§ SHORT EXERCISE: Write out the data below without changes, from its first line through the line that contains "[0, 121, 5, 127]", both included. Leave out the pictures.

§ SUPPLIED RECORDS:

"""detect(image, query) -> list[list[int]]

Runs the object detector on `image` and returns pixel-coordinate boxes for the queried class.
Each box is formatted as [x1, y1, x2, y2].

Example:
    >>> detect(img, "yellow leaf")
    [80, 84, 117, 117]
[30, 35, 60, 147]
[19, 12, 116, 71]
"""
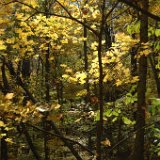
[5, 138, 13, 144]
[0, 45, 6, 50]
[101, 138, 111, 147]
[5, 93, 14, 100]
[0, 121, 5, 127]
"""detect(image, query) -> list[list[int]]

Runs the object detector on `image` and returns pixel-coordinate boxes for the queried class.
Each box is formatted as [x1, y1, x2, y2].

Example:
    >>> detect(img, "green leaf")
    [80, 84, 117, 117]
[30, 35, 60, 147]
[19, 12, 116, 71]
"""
[122, 116, 133, 125]
[155, 29, 160, 37]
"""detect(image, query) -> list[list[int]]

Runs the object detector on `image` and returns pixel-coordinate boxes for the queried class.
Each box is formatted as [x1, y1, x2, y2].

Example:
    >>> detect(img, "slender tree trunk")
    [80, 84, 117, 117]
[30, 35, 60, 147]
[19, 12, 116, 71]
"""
[45, 44, 50, 102]
[0, 128, 8, 160]
[96, 0, 106, 160]
[83, 19, 90, 102]
[21, 123, 41, 160]
[133, 0, 148, 160]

§ RESULT BELOW:
"""detect(image, query) -> list[list[int]]

Runs the object detector on `image` and returns pixel-coordinate boxes for the queried class.
Each box is formatted as [x1, y1, x2, y2].

Example:
    >>> detect(img, "yellow leaf")
    [80, 84, 117, 117]
[30, 35, 60, 147]
[19, 12, 116, 71]
"""
[5, 138, 13, 144]
[0, 45, 6, 50]
[101, 138, 111, 147]
[5, 93, 14, 100]
[0, 121, 5, 127]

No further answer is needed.